(Document excerpt)
Begin
The Supplementary Tradition is the lyrics index of the Ballad index. Again, I must use regular expressions to extract the data, this time from `supptrad.txt`. This has a different format to the BI. The main song title is listed at the head of the records, followed by the type of lyrics [Complete text(s) or Partial text(s)] followed by different versions of the lyrics marked [*** A ***, *** B ***, *** C ***, ...] often preceded by an alternate title and notes about the story and/or provenance of the lyrics.

Due to the aforementioned song-based classification system of the BI, multiple alternate titles and lyrics are linked to one BI file and key title. Later I may want to split the key files into different versions.

For now I want to extract: key_name, key_full_part, key_version, name, [ignore: provenance, notes], lyrics, key_file


Target: 1136 records | Output: 

In [212]:
with open('./Data/BalladIndex/txt/supptradedited.txt', 'r') as file:
    data = file.read()

In [231]:
import re
import pandas as pd

def parse_lyric_information(data):
    outer_records = data.split("\n===\n")  # split into outer records
    records_list = []

    for record in outer_records:
        outer_lines = record.strip().split('\n')
        if len(outer_lines) < 2:
            continue  # skip 'records' with insufficient lines

        key_name = None
        key_full_part = None
        key_file = None

        inner_records = record.strip().split('          *** ')[1:]  # split into inner records

        for i, line in enumerate(outer_lines):
            if line.startswith("==="):
                if i > 0:
                    break  # Stop looking for key_name and key_full_part after the first record
            elif not key_name:
                key_name = line.strip()
End
(Material provided)
Begin
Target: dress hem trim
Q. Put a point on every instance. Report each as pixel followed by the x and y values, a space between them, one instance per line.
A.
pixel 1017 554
End
(Task requirements)
Using the Supplementary Tradition excerpt, say yes or no for each statement below and quote the words that decide it. (a) The Supplementary Tradition serves as the lyrics index of the Ballad index. (b) Provenance and notes are among the fields to be extracted. (c) The source file has the same format as the BI.

(Answer to this problem)
(a) Yes: "The Supplementary Tradition is the lyrics index of the Ballad index."
(b) No: "[ignore: provenance, notes]"
(c) No: "This has a different format to the BI."